*EXERCISE INSTRUCTIONS*:
Filter the rows below and copy out each line that contains the word "every".

*Labeling and segmentation records*:
····················

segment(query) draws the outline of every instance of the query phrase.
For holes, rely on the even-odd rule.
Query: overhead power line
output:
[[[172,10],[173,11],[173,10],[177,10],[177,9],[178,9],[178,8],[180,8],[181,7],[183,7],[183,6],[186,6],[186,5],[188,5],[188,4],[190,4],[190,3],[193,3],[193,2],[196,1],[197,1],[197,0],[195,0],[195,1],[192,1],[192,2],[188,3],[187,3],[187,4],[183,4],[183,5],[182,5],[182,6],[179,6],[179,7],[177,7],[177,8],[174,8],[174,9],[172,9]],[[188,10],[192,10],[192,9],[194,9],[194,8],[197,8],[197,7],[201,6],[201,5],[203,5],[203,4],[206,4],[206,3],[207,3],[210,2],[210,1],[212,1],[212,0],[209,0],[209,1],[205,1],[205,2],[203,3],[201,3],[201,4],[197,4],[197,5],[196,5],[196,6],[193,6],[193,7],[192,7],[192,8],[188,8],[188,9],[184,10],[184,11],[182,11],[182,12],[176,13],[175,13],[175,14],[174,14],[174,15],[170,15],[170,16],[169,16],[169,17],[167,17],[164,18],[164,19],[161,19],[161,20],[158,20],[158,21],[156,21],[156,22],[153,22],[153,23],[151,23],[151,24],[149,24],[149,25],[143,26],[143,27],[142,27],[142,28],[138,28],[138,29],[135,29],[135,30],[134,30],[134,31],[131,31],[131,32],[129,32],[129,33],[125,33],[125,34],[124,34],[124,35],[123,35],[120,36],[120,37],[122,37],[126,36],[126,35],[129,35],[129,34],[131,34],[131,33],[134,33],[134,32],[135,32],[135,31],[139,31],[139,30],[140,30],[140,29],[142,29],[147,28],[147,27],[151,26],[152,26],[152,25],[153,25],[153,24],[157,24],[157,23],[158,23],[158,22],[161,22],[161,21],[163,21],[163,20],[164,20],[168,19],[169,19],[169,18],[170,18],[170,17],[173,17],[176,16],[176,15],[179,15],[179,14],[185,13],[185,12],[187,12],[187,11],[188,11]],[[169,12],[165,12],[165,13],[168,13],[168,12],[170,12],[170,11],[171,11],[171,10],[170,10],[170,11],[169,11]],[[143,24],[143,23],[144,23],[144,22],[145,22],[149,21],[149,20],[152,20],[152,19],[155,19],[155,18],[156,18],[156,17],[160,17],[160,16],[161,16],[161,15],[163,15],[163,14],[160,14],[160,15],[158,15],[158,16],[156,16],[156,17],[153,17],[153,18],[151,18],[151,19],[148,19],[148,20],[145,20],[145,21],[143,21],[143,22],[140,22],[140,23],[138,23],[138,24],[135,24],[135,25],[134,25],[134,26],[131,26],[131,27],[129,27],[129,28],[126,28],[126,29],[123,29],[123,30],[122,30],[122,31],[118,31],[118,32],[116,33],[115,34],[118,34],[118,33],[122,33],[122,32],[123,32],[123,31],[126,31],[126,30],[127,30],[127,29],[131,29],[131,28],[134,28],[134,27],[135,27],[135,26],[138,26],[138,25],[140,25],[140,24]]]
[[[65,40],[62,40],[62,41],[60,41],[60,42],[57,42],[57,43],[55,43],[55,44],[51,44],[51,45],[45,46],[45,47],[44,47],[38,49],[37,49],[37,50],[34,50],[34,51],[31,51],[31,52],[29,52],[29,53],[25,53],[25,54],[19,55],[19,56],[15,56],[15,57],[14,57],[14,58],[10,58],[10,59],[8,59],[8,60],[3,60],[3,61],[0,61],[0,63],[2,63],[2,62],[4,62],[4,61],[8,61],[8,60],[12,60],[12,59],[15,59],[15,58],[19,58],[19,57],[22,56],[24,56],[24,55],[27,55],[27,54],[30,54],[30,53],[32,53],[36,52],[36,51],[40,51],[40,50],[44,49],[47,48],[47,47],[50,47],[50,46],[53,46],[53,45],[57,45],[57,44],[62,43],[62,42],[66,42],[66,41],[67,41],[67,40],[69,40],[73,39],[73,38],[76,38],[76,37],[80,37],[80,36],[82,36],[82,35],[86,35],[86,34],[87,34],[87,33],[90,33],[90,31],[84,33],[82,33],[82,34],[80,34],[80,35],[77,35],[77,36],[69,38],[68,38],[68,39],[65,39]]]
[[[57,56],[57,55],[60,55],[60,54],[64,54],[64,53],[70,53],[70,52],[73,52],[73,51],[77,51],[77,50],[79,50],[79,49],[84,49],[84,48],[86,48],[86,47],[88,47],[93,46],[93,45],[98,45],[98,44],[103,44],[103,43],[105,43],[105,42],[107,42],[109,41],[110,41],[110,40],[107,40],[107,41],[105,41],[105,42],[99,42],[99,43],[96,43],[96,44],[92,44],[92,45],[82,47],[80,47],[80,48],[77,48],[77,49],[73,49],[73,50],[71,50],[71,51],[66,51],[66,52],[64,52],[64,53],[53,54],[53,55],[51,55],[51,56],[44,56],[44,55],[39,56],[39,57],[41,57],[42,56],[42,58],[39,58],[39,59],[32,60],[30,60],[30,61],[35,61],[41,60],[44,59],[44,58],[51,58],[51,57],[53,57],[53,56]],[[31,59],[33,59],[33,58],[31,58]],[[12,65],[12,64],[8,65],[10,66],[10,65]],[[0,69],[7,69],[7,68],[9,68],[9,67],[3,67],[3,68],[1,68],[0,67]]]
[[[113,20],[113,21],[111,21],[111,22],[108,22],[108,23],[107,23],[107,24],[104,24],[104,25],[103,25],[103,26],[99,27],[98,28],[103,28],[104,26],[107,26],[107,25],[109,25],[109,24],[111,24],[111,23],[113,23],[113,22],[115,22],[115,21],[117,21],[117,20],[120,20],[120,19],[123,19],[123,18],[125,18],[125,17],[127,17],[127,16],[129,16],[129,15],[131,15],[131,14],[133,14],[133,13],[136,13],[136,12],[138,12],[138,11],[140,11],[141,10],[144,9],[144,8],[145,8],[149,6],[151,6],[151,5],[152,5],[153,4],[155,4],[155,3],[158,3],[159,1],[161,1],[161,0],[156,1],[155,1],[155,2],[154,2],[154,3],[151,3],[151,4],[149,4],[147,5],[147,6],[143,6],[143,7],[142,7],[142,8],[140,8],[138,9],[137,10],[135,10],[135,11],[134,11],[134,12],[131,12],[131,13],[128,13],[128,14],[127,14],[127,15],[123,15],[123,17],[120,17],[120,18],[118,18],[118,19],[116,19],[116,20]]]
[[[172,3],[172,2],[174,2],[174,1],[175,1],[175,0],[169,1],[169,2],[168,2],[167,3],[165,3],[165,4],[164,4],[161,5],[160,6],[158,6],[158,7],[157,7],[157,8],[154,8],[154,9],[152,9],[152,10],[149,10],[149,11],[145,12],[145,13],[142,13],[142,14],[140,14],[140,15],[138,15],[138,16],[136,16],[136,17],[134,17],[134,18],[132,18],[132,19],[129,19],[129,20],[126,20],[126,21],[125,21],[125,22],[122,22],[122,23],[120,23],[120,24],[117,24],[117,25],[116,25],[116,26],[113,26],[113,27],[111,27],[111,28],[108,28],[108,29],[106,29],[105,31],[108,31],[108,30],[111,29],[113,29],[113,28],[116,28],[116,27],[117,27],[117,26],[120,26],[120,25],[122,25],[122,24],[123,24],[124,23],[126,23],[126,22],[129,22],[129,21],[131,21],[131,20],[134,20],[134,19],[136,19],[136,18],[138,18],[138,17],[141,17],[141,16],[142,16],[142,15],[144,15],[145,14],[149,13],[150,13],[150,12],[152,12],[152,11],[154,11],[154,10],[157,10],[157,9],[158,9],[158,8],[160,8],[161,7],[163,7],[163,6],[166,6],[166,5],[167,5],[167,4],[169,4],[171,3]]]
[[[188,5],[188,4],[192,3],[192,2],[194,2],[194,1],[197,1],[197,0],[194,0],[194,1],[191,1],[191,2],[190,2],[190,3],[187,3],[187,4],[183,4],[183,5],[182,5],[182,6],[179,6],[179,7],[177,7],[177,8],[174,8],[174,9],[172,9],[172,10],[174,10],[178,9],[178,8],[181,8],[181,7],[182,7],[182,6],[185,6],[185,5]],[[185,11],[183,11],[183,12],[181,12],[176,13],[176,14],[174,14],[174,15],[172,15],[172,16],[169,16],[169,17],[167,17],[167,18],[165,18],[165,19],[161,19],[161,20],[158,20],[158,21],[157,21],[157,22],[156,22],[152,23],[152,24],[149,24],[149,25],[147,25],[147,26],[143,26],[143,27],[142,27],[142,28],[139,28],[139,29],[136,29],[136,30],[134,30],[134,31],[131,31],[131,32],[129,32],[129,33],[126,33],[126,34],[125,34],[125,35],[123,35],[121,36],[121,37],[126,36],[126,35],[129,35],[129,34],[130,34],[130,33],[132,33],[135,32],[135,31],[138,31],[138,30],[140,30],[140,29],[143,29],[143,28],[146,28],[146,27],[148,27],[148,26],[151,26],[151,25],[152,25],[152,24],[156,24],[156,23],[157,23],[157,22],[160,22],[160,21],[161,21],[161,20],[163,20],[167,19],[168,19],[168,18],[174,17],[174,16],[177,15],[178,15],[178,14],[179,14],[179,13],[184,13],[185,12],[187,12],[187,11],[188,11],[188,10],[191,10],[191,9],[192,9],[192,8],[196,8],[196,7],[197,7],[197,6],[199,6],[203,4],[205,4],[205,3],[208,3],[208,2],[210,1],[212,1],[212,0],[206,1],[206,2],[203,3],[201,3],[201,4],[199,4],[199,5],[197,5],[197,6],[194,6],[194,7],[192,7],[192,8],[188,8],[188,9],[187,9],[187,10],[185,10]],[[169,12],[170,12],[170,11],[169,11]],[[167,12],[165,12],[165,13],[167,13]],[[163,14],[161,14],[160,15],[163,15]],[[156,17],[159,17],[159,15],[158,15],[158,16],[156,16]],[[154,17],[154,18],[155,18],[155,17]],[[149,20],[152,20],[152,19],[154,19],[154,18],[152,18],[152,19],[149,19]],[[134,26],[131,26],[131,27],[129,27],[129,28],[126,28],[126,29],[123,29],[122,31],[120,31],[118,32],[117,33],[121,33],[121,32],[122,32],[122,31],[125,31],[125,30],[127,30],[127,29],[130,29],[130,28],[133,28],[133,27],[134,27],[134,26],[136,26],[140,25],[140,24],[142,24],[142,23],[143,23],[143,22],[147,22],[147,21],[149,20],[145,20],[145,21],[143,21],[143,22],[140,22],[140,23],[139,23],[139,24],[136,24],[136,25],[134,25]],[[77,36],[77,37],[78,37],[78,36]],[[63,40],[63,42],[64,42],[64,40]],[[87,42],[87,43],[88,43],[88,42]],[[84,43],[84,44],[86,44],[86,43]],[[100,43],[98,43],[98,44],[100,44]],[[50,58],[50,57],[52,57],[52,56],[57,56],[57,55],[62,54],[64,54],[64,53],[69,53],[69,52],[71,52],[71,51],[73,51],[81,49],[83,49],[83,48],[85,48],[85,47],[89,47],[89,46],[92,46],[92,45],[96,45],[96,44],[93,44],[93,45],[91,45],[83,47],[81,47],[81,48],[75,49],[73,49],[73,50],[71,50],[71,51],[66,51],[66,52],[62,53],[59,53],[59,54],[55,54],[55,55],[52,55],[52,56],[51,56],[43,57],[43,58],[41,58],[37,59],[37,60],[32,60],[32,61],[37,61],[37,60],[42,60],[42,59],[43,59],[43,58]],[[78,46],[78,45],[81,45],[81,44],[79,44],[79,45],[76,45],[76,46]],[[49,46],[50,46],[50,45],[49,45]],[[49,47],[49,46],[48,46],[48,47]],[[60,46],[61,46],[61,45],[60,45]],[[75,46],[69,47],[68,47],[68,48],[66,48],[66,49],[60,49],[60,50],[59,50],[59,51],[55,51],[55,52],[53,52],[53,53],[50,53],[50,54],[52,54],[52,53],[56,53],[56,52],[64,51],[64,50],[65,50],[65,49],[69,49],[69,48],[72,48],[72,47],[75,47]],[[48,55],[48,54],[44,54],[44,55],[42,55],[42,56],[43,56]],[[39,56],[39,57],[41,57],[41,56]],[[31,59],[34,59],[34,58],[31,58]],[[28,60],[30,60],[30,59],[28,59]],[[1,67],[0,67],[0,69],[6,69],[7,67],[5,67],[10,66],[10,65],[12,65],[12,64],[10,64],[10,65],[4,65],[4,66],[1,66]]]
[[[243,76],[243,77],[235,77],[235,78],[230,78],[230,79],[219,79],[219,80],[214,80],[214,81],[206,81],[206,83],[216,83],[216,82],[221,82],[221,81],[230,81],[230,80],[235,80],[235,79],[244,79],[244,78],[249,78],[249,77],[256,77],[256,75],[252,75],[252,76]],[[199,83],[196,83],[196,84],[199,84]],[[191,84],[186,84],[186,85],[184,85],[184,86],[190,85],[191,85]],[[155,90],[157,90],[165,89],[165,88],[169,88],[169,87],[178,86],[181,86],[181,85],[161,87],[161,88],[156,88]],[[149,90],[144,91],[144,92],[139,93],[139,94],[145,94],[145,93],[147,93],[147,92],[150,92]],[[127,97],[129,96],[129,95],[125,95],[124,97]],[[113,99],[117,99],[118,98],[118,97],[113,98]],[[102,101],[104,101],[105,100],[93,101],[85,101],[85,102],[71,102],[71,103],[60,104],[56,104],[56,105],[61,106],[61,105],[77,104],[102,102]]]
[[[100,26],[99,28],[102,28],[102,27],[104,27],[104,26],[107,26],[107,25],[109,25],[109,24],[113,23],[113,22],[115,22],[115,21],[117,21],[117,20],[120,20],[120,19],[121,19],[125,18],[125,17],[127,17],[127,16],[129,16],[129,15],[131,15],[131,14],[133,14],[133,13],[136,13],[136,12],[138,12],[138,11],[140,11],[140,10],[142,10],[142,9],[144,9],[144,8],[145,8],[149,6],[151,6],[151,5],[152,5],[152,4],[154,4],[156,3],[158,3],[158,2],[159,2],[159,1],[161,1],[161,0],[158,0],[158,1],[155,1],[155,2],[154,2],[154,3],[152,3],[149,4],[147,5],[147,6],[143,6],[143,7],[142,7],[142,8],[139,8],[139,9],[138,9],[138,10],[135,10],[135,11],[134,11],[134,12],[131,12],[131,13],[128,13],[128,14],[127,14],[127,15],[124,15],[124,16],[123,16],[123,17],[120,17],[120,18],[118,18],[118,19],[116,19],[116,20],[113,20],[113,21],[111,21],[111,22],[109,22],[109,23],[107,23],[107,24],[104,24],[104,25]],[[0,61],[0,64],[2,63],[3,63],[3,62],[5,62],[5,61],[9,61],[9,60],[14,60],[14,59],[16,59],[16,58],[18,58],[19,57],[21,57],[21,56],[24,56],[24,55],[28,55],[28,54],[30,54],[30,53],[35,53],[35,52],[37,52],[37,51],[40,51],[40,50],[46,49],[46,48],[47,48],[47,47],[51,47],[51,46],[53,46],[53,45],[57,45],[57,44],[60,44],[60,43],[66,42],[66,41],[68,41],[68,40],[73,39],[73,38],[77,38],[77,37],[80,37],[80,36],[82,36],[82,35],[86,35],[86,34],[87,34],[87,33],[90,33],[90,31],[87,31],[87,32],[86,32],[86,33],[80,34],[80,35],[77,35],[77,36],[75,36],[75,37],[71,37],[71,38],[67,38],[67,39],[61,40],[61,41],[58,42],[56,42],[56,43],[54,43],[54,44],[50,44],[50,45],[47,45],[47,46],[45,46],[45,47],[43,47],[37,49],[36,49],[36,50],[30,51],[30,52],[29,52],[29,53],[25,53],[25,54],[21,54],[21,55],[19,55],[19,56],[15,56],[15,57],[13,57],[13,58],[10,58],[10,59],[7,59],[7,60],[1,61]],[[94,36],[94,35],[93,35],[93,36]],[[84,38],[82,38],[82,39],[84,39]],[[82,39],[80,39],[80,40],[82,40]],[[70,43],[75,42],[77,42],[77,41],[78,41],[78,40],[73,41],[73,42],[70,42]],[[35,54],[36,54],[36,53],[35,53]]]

····················

*OUTPUT OF THE EXERCISE*:
segment(query) draws the outline of every instance of the query phrase.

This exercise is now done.